All of the records below are to be printed exactly; the pictures are to be left out.

(Beginning of Stored data)

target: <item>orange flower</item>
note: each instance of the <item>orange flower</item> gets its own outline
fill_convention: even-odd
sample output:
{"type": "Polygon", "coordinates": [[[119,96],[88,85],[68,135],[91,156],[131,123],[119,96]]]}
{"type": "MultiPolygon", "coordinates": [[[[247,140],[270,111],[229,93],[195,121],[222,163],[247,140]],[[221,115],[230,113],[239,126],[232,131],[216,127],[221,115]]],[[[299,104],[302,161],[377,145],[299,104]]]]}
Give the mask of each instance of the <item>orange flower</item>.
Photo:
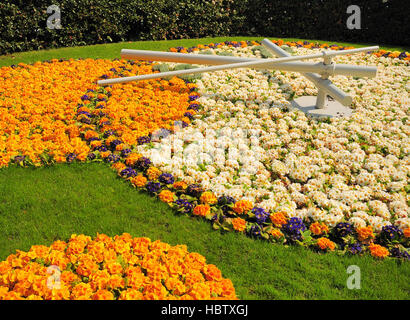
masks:
{"type": "Polygon", "coordinates": [[[236,231],[242,232],[246,228],[246,221],[241,218],[232,219],[232,226],[236,231]]]}
{"type": "Polygon", "coordinates": [[[108,263],[105,265],[105,268],[110,274],[122,273],[122,266],[118,262],[108,263]]]}
{"type": "Polygon", "coordinates": [[[119,300],[142,300],[144,295],[136,289],[127,289],[121,292],[119,300]]]}
{"type": "Polygon", "coordinates": [[[139,174],[138,176],[131,178],[130,181],[134,186],[142,188],[147,184],[148,180],[143,175],[139,174]]]}
{"type": "Polygon", "coordinates": [[[18,250],[0,262],[0,299],[236,299],[232,282],[224,279],[215,265],[206,264],[205,257],[189,253],[183,245],[172,247],[127,233],[114,238],[98,234],[94,239],[72,235],[70,252],[50,251],[64,248],[64,243],[33,246],[28,253],[18,250]],[[46,254],[44,266],[33,261],[29,253],[46,254]],[[67,260],[75,257],[74,271],[71,266],[62,266],[61,286],[50,290],[47,266],[60,255],[67,260]],[[96,257],[102,260],[97,263],[96,257]]]}
{"type": "Polygon", "coordinates": [[[183,295],[186,292],[186,286],[177,278],[168,278],[165,281],[165,287],[178,296],[183,295]]]}
{"type": "Polygon", "coordinates": [[[149,180],[157,180],[161,175],[161,170],[156,167],[149,167],[147,170],[147,175],[149,180]]]}
{"type": "Polygon", "coordinates": [[[382,247],[381,245],[378,244],[370,244],[369,245],[370,249],[370,254],[375,257],[375,258],[385,258],[389,255],[389,250],[387,250],[385,247],[382,247]]]}
{"type": "Polygon", "coordinates": [[[277,229],[277,228],[273,228],[270,232],[270,234],[275,238],[275,239],[280,239],[282,238],[284,235],[283,233],[277,229]]]}
{"type": "Polygon", "coordinates": [[[235,211],[238,214],[244,214],[251,210],[252,207],[253,204],[249,200],[239,200],[235,202],[233,206],[233,211],[235,211]]]}
{"type": "Polygon", "coordinates": [[[162,202],[167,202],[167,203],[173,202],[174,196],[175,196],[174,193],[169,190],[162,190],[160,194],[158,195],[159,199],[162,202]]]}
{"type": "Polygon", "coordinates": [[[188,185],[184,181],[177,181],[172,185],[172,187],[176,190],[185,190],[188,185]]]}
{"type": "Polygon", "coordinates": [[[279,227],[279,228],[288,222],[288,219],[284,212],[275,212],[271,214],[270,220],[276,227],[279,227]]]}
{"type": "Polygon", "coordinates": [[[203,268],[203,273],[205,275],[205,279],[209,281],[220,281],[222,280],[222,273],[215,265],[207,264],[203,268]]]}
{"type": "Polygon", "coordinates": [[[310,225],[309,230],[319,236],[323,233],[328,233],[329,232],[329,228],[327,225],[325,225],[324,223],[319,223],[319,222],[314,222],[310,225]]]}
{"type": "Polygon", "coordinates": [[[218,201],[216,196],[210,191],[206,191],[206,192],[202,193],[199,200],[202,203],[205,203],[205,204],[215,204],[218,201]]]}
{"type": "Polygon", "coordinates": [[[98,290],[93,295],[93,300],[114,300],[114,295],[108,290],[98,290]]]}
{"type": "Polygon", "coordinates": [[[410,238],[410,228],[404,229],[403,234],[406,238],[410,238]]]}
{"type": "Polygon", "coordinates": [[[132,166],[135,164],[135,162],[141,158],[141,155],[139,153],[130,153],[127,157],[127,159],[125,159],[125,163],[129,166],[132,166]]]}
{"type": "Polygon", "coordinates": [[[207,204],[199,204],[197,205],[194,210],[193,214],[196,216],[205,217],[211,213],[211,207],[207,204]]]}
{"type": "Polygon", "coordinates": [[[336,247],[335,243],[327,238],[317,239],[317,245],[322,250],[330,249],[331,251],[333,251],[336,247]]]}
{"type": "Polygon", "coordinates": [[[356,228],[359,241],[370,240],[374,238],[372,226],[356,228]]]}

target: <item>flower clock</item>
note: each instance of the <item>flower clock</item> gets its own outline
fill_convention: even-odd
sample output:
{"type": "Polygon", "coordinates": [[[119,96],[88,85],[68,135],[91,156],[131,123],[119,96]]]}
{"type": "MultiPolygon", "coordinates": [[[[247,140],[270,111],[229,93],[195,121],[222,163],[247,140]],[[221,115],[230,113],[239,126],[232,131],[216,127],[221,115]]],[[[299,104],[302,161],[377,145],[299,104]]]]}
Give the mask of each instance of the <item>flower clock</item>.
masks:
{"type": "MultiPolygon", "coordinates": [[[[273,42],[297,55],[348,49],[273,42]]],[[[170,50],[269,56],[254,41],[170,50]]],[[[293,72],[237,69],[100,87],[99,79],[180,66],[54,59],[3,67],[0,167],[103,161],[131,186],[222,232],[408,260],[409,53],[335,62],[379,70],[366,81],[332,78],[353,97],[351,117],[314,119],[292,109],[293,98],[317,93],[293,72]]],[[[203,257],[129,235],[34,246],[9,256],[0,274],[3,298],[235,298],[203,257]],[[50,265],[61,270],[58,290],[44,287],[50,265]]]]}

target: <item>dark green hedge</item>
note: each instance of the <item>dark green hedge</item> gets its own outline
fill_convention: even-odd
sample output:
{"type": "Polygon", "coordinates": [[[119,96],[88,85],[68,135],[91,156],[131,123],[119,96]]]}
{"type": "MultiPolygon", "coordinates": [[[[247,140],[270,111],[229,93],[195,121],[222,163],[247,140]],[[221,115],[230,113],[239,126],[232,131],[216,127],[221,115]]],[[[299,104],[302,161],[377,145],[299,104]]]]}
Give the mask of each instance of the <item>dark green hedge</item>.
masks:
{"type": "Polygon", "coordinates": [[[410,45],[409,0],[252,0],[252,34],[275,37],[410,45]],[[346,27],[349,5],[361,9],[361,29],[346,27]]]}
{"type": "Polygon", "coordinates": [[[355,0],[362,29],[346,27],[345,0],[2,0],[0,54],[125,40],[261,35],[410,45],[408,0],[355,0]],[[51,4],[62,29],[46,27],[51,4]]]}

(End of Stored data)

## Response to this task
target: <item>orange flower</item>
note: each instance of the <item>orange flower</item> gets its own outline
fill_convention: even-odd
sample output:
{"type": "Polygon", "coordinates": [[[119,96],[88,85],[68,135],[91,156],[131,123],[119,96]]]}
{"type": "MultiPolygon", "coordinates": [[[[247,140],[270,111],[229,93],[195,121],[222,163],[247,140]],[[221,115],[230,113],[239,126],[232,131],[216,127],[221,115]]],[[[299,104],[302,161],[377,145],[299,104]]]]}
Give the mask of each instance of the <item>orange flower</item>.
Photo:
masks:
{"type": "Polygon", "coordinates": [[[236,231],[242,232],[246,228],[246,221],[241,218],[232,219],[232,226],[236,231]]]}
{"type": "Polygon", "coordinates": [[[108,263],[105,265],[105,268],[110,274],[122,273],[122,266],[118,262],[108,263]]]}
{"type": "Polygon", "coordinates": [[[119,300],[142,300],[144,295],[136,289],[127,289],[121,292],[119,300]]]}
{"type": "Polygon", "coordinates": [[[139,174],[138,176],[131,178],[130,181],[134,186],[142,188],[147,184],[148,180],[143,175],[139,174]]]}
{"type": "Polygon", "coordinates": [[[18,250],[0,262],[0,299],[236,299],[232,282],[224,279],[215,265],[206,264],[205,257],[189,253],[183,245],[172,247],[127,233],[114,238],[98,234],[94,239],[72,235],[70,252],[50,251],[64,248],[64,243],[33,246],[28,253],[18,250]],[[46,254],[44,266],[33,261],[29,253],[46,254]],[[67,260],[75,257],[74,271],[71,266],[62,266],[61,286],[50,290],[47,266],[60,255],[67,260]],[[96,257],[102,260],[97,263],[96,257]]]}
{"type": "Polygon", "coordinates": [[[183,295],[186,292],[186,286],[177,278],[168,278],[165,281],[165,287],[178,296],[183,295]]]}
{"type": "Polygon", "coordinates": [[[149,180],[157,180],[161,175],[161,170],[156,167],[149,167],[147,170],[147,175],[149,180]]]}
{"type": "Polygon", "coordinates": [[[382,247],[381,245],[378,244],[370,244],[369,245],[370,249],[370,254],[375,257],[375,258],[385,258],[389,255],[389,250],[387,250],[385,247],[382,247]]]}
{"type": "Polygon", "coordinates": [[[277,229],[277,228],[273,228],[270,232],[270,234],[275,238],[275,239],[280,239],[282,238],[284,235],[283,233],[277,229]]]}
{"type": "Polygon", "coordinates": [[[235,211],[238,214],[244,214],[251,210],[252,207],[253,204],[249,200],[239,200],[235,202],[233,206],[233,211],[235,211]]]}
{"type": "Polygon", "coordinates": [[[162,202],[167,202],[167,203],[173,202],[174,196],[175,196],[174,193],[169,190],[162,190],[160,194],[158,195],[159,199],[162,202]]]}
{"type": "Polygon", "coordinates": [[[188,185],[184,181],[177,181],[172,185],[172,187],[176,190],[185,190],[188,185]]]}
{"type": "Polygon", "coordinates": [[[279,227],[279,228],[288,222],[288,219],[284,212],[275,212],[271,214],[270,220],[276,227],[279,227]]]}
{"type": "Polygon", "coordinates": [[[203,268],[203,273],[205,275],[205,279],[209,281],[220,281],[222,280],[222,273],[215,265],[207,264],[203,268]]]}
{"type": "Polygon", "coordinates": [[[310,225],[309,230],[319,236],[323,233],[328,233],[329,232],[329,228],[327,225],[325,225],[324,223],[319,223],[319,222],[314,222],[310,225]]]}
{"type": "Polygon", "coordinates": [[[218,201],[216,196],[210,191],[206,191],[206,192],[202,193],[199,200],[202,203],[205,203],[205,204],[215,204],[218,201]]]}
{"type": "Polygon", "coordinates": [[[98,290],[93,295],[93,300],[114,300],[114,295],[108,290],[98,290]]]}
{"type": "Polygon", "coordinates": [[[410,238],[410,228],[404,229],[403,234],[406,238],[410,238]]]}
{"type": "Polygon", "coordinates": [[[132,166],[135,164],[135,162],[141,158],[141,155],[139,153],[130,153],[127,157],[127,159],[125,159],[125,163],[129,166],[132,166]]]}
{"type": "Polygon", "coordinates": [[[207,204],[199,204],[197,205],[194,210],[193,214],[196,216],[205,217],[211,213],[211,207],[207,204]]]}
{"type": "Polygon", "coordinates": [[[336,247],[335,243],[327,238],[317,239],[317,245],[322,250],[330,249],[331,251],[333,251],[336,247]]]}
{"type": "Polygon", "coordinates": [[[356,228],[359,241],[370,240],[374,238],[372,226],[356,228]]]}

target: <item>flower clock</item>
note: each instance of the <item>flower clock</item> gets its own outline
fill_convention: even-odd
sample output:
{"type": "Polygon", "coordinates": [[[119,96],[88,85],[68,135],[91,156],[131,123],[119,96]]]}
{"type": "MultiPolygon", "coordinates": [[[[247,140],[270,111],[229,93],[195,121],[222,163],[247,140]],[[221,115],[230,113],[239,126],[232,131],[216,127],[221,115]]],[[[299,104],[302,161],[377,145],[299,104]]]]}
Give the mask of each instance of the <item>flower clock</item>.
masks:
{"type": "MultiPolygon", "coordinates": [[[[273,42],[297,55],[348,49],[273,42]]],[[[170,50],[269,56],[254,41],[170,50]]],[[[293,72],[237,69],[100,87],[99,79],[180,66],[54,59],[3,67],[0,167],[103,161],[131,186],[222,232],[408,260],[409,53],[335,62],[379,70],[366,81],[332,78],[353,97],[351,117],[314,119],[292,109],[293,98],[317,93],[293,72]]],[[[203,257],[129,235],[34,246],[9,256],[0,274],[3,298],[235,298],[203,257]],[[50,265],[61,270],[58,290],[44,287],[50,265]]]]}

target: <item>dark green hedge</item>
note: each instance of the <item>dark green hedge</item> gets its own outline
fill_convention: even-odd
sample output:
{"type": "Polygon", "coordinates": [[[119,96],[88,85],[68,135],[91,156],[131,123],[119,96]]]}
{"type": "MultiPolygon", "coordinates": [[[[247,140],[270,111],[229,93],[195,121],[222,163],[247,140]],[[221,115],[230,113],[239,126],[232,131],[216,127],[221,115]]],[[[299,104],[302,161],[377,145],[299,104]]]]}
Give the mask of each instance of the <item>dark green hedge</item>.
masks:
{"type": "Polygon", "coordinates": [[[410,45],[409,0],[252,0],[252,34],[275,37],[410,45]],[[346,27],[349,5],[361,9],[361,29],[346,27]]]}
{"type": "Polygon", "coordinates": [[[355,0],[362,29],[346,27],[345,0],[2,0],[0,54],[125,40],[261,35],[410,45],[408,0],[355,0]],[[51,4],[62,29],[46,27],[51,4]]]}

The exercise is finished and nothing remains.